To be done —
Rewrite the part of the items that opens with the line containing "Where can you see the pine tree" and closes with the line containing "(777, 1023)", putting "Place a marker" wherever "Drop a dot" appears and keeping all else the same.

Point annotation items —
----
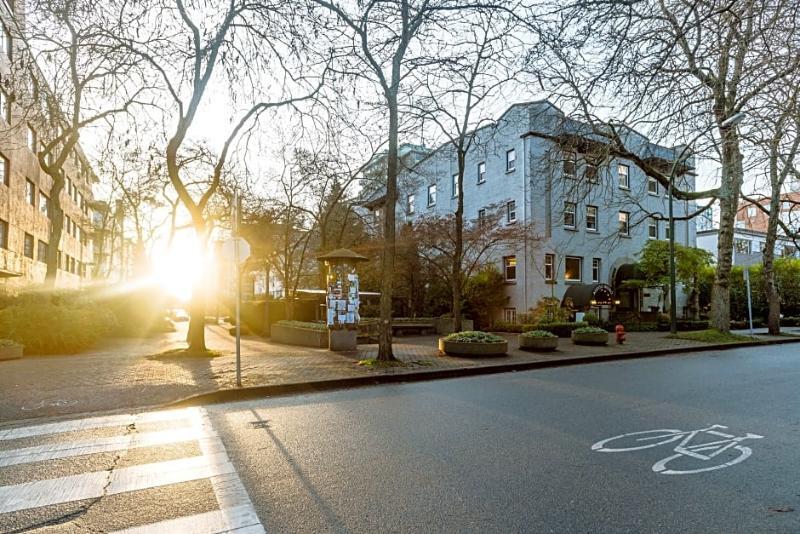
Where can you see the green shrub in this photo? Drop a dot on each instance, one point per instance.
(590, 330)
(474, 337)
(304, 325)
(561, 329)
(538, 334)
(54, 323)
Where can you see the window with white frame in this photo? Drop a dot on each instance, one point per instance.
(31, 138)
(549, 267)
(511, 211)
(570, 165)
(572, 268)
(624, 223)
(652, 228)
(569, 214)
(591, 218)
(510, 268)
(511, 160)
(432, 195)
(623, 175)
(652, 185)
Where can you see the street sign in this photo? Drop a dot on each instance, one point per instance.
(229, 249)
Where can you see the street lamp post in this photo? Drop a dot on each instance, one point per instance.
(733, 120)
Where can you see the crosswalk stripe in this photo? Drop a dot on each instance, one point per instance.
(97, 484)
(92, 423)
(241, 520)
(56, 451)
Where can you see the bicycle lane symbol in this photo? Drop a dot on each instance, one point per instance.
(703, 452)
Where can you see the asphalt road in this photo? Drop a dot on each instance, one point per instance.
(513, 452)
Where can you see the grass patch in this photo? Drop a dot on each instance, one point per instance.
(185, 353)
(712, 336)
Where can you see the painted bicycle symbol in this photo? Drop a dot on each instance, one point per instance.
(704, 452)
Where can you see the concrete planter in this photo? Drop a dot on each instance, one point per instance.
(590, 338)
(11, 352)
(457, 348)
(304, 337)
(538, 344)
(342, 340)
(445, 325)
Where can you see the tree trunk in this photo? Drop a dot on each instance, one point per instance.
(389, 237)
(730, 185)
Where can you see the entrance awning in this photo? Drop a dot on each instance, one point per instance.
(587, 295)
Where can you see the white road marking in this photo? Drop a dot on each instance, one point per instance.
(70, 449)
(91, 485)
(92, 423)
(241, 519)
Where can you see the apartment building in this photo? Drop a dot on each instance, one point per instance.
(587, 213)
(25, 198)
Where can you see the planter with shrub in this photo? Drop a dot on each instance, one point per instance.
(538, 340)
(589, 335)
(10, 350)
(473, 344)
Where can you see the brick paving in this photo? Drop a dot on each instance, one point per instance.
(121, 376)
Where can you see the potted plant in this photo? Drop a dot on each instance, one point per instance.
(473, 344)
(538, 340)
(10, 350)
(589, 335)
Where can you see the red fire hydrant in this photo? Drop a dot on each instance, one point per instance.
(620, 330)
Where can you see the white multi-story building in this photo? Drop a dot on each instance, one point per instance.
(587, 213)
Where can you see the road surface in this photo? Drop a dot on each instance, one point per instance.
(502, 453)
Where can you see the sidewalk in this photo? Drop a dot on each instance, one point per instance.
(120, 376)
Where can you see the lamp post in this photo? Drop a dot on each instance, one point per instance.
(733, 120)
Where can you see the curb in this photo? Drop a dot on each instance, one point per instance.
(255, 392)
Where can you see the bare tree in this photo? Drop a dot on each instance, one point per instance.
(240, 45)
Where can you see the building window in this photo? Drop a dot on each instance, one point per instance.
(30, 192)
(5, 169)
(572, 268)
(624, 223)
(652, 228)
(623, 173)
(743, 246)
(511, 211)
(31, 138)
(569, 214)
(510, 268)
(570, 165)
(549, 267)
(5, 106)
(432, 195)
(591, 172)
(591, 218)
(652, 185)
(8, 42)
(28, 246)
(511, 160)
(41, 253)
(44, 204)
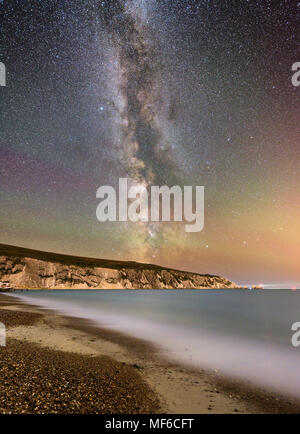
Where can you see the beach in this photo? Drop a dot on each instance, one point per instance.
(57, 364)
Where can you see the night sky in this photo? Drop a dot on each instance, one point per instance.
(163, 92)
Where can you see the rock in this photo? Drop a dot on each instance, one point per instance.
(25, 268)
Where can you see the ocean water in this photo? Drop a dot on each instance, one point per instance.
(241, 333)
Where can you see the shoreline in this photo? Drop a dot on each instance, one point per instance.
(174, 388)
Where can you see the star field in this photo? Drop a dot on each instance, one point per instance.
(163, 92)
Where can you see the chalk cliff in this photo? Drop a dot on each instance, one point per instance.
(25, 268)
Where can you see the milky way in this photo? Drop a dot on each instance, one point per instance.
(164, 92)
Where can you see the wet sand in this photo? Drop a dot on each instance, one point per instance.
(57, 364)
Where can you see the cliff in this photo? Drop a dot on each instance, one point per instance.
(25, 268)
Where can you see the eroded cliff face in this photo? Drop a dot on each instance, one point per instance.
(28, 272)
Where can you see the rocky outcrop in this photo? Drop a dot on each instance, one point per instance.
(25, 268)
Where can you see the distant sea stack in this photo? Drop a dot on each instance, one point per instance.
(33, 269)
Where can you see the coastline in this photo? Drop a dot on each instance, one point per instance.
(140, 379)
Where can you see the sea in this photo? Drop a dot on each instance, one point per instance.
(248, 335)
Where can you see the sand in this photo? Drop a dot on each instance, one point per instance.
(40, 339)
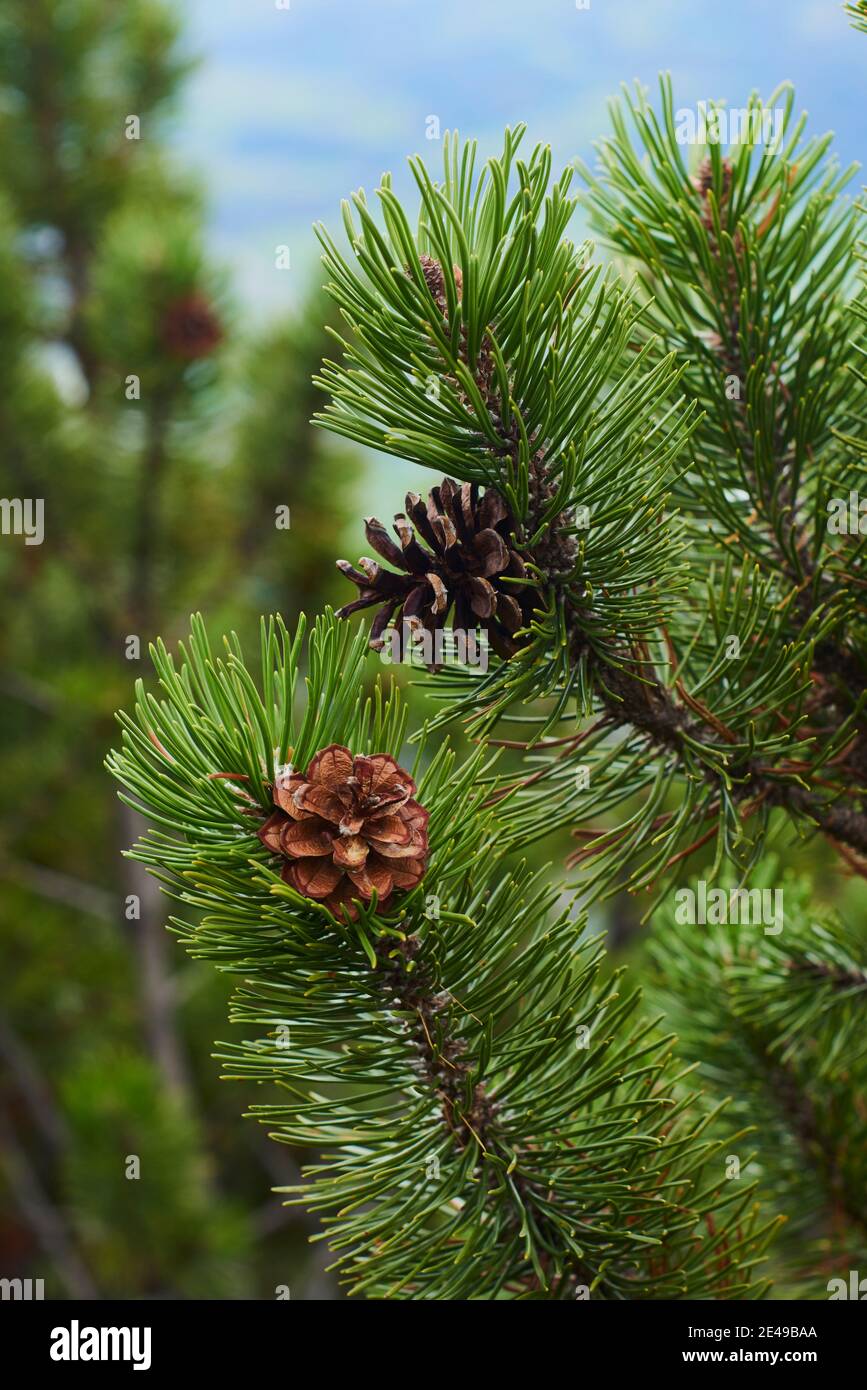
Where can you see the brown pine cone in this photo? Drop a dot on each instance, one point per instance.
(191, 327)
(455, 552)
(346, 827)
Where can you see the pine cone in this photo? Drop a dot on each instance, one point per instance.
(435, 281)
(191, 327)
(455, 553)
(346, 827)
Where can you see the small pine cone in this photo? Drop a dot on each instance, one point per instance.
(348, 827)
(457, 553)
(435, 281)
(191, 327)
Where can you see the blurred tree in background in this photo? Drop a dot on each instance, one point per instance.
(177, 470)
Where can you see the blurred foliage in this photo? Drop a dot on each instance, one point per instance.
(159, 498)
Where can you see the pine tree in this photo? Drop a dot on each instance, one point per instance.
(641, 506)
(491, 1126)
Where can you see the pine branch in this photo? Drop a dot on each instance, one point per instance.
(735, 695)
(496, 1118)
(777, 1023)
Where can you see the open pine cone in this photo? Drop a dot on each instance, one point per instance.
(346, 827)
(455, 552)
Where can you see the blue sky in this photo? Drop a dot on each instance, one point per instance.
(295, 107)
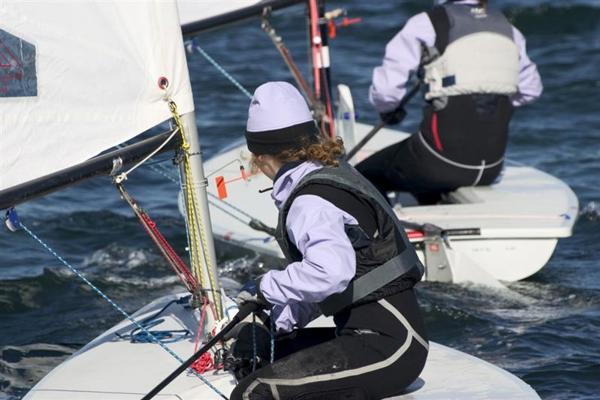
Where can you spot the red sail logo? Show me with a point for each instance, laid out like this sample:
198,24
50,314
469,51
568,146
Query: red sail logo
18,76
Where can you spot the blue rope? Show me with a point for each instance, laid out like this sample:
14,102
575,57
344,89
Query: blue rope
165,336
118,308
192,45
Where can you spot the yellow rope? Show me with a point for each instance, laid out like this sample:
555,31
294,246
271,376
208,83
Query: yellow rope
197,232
----
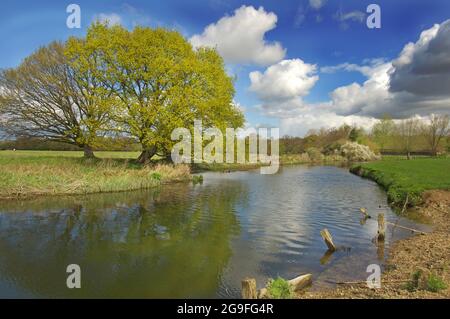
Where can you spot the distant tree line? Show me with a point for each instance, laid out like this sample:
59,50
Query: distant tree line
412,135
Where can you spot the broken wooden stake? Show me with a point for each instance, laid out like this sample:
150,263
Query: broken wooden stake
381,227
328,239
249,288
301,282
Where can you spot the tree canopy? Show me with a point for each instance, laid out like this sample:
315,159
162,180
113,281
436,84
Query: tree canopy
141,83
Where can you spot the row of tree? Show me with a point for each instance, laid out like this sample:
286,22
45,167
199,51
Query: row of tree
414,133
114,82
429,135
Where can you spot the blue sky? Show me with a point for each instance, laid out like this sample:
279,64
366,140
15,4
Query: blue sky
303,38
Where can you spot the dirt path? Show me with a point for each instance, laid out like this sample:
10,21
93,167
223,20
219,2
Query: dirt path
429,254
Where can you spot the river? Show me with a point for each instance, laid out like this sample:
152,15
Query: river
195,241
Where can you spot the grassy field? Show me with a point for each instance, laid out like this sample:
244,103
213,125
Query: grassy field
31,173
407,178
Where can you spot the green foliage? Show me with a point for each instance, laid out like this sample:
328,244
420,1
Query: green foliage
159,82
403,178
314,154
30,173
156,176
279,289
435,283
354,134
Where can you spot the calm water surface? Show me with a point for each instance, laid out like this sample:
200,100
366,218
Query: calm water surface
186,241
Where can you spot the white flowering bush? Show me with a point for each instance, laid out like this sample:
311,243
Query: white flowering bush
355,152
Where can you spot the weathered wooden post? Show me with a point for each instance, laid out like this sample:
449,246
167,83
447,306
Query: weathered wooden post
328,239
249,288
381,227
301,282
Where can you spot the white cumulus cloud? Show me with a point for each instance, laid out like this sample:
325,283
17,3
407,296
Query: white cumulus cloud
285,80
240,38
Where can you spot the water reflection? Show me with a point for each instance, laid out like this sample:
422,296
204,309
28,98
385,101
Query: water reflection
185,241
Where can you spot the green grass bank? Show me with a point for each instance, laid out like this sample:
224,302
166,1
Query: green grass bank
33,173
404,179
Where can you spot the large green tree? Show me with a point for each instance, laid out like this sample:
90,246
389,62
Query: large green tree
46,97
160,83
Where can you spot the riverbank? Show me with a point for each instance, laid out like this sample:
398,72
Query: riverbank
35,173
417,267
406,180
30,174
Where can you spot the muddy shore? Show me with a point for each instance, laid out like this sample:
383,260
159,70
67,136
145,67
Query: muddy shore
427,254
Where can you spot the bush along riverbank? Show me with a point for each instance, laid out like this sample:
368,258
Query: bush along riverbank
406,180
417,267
----
Response for this exercise —
Where can you see the pine tree in this photo? Place a marker on each instance, one point per instance.
(641, 506)
(491, 1126)
Where can you see the pine branch in this photo? Place a marker on each instance, one point per instance.
(735, 695)
(496, 1118)
(777, 1023)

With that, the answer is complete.